EXERCISE BRIEF:
Locate every line in the records below that contains the string "marker", and copy each of those lines out in full. Case counts, so only lines with that exact capitalization qualify.

DATA SHOWN:
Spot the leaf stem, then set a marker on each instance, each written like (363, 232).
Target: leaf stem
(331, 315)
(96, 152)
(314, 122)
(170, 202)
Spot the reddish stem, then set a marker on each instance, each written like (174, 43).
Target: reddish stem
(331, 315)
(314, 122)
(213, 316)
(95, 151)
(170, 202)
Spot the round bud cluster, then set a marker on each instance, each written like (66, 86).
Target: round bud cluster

--

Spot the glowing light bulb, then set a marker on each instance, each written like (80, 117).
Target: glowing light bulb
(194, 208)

RESPONSE:
Spot the leaf stem, then set a marker on each instance, each written like (363, 232).
Spot the reddish stem, then set a marker on each instance, each written like (174, 43).
Spot the round bud cluster, then set a marker on each instance, each written like (66, 86).
Spot the glowing light bulb, then set a marker on each instance, each written like (80, 117).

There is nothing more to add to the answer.